* _TASK INSTRUCTIONS_:
A - Answer these questions using the forum thread below:
(i) About how much more electricity does the HR54 use when it is sending a signal to the TV than when it is off?
(ii) On which channel did the error message appear when the poster tried to watch a soccer game?
(iii) After which release did wilbur_the_goose first have the issue?
B - Rewrite the part of the forum thread from "Given I don't" up to and including "(Sep 30, 2007)", replacing "World Cup" with "Olympic Games".

━━ PASSAGE TO READ ━━

As to keeping the HR54 running, they run all the time , even when you turn it to off. That is how they download new data for the guide, record programs, etc. The only thing you turn off is the signal to the TV. They use about 1 watt more electricity when they are sending a signal to the TV than when they are off. Leave it on and see if that helps any. The client does not have a hard drive or a tuner so it might be turning off but I suspect it also does not really turn off. Electrical items are hurt worse turning them on and off more than leaving them on. This is caused by the spikes in the electricity on startup. Also the solder joints expand and contract more when you turn them on and off. Even your TV does not really turn off, like pulling the plug on them does.
Leave the HR54 and client on for a few days and see if that helps.


----------



## P Smith (Jul 25, 2002)

jimmie57 said:


> Leave the HR54 and client on for a few days and see if that helps.


and remember - it must be goes that way for long time, before FW bug will be fixed


----------



## je4755 (Dec 11, 2006)

A few additional points:

I note some customers have complained about this issue, based on posts in several forums, almost since the inception of 4k broadcasts on DirecTV. If, in fact, Engineering now is elaborating a remedy I trust it reflects 4k deselection is more pervasive than in the past.

In this regard, I place slightly-more confidence in comments advanced by the tech support rep since, after concluding her consultation, she specified verbatim the error message I witnessed when accessing channel 106 to watch a soccer game. The rep further declared I would receive notification by email when the fix is distributed.

Thanks Jimmie57! I recall my DirecTV acquaintance chuckling when initially advising me to turn off my DVR when not in use, observing it still would be active. Nevertheless, I again spoke with him yesterday and received the same guidance regarding the DVR and client. On the other hand, he recently completed a large commercial install and observed these devices were turned on continuously for prolonged periods with no untoward effects. 

Given I don't watch 4k programming regularly (the World Cup being an exception; other sporting events are offered with considerably-less frequency and I've already seen most programs of interest on channel 104), the recurrent burden of checking the 4k box is not intolerable but given the substantial money I pay DirecTV -- Premier tier, Movies Extra Pack, ST and CI and protection plan among other outlays -- it is an irritant I could do without.


----------



## richall01 (Sep 30, 2007)

Same thing with my LG.


----------



## n3ntj (Dec 18, 2006)

n3ntj said:


> I have the same issues with my HR54 losing the 4k setting. I have to keep resetting it when I want to watch a 4k show. Is D* aware of this problem?


I did call D*. The CSR couldn't do anything other than to apologize for the 4k problems.


----------



## RichardL (Dec 20, 2006)

Just to add to the overall level of the problem - I started to get this issue after the last s/w update as well


----------



## wilbur_the_goose (Aug 16, 2006)

I never had this issue until 100F was released.


----------



## Andrew Sullivan (Dec 7, 2017)

━━━
━━ GIVEN DATA ━━

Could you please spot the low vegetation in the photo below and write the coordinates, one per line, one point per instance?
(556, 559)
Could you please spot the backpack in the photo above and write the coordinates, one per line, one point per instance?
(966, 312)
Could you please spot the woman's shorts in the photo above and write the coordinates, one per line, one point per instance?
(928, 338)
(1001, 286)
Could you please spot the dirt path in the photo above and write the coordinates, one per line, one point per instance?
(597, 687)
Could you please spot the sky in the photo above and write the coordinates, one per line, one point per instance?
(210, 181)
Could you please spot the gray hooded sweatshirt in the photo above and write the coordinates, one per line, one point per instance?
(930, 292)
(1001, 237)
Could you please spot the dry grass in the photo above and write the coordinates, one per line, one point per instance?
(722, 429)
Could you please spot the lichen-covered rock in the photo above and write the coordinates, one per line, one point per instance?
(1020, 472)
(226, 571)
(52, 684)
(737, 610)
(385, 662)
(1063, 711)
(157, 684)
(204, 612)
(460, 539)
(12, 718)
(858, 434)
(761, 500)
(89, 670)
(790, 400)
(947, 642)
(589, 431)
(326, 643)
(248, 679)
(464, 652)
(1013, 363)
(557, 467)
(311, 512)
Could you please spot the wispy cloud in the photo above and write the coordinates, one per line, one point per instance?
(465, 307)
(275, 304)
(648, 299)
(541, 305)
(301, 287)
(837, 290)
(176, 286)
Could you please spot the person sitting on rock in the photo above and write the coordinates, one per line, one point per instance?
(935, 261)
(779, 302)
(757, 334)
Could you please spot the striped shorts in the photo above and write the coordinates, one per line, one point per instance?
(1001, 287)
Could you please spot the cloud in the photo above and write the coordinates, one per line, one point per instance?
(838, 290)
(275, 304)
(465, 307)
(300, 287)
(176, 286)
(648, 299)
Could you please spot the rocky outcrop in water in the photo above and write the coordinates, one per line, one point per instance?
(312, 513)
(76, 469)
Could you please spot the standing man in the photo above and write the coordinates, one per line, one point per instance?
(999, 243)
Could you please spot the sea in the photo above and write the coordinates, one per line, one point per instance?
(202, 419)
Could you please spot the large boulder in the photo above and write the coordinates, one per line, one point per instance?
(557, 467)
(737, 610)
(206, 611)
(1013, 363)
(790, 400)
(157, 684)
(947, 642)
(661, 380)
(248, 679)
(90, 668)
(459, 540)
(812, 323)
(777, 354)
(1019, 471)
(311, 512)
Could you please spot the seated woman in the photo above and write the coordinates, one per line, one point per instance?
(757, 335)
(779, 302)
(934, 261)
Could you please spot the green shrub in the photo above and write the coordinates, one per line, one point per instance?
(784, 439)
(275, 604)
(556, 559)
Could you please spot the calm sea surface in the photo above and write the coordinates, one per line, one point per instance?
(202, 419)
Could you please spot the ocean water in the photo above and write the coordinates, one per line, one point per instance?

━━━

* _SOLUTIONS TO THE PROBLEMS_:
A -
(i) About 1 watt more.
(ii) Channel 106.
(iii) 100F.

B -
Given I don't watch 4k programming regularly (the Olympic Games being an exception; other sporting events are offered with considerably-less frequency and I've already seen most programs of interest on channel 104), the recurrent burden of checking the 4k box is not intolerable but given the substantial money I pay DirecTV -- Premier tier, Movies Extra Pack, ST and CI and protection plan among other outlays -- it is an irritant I could do without.


----------



## richall01 (Sep 30, 2007)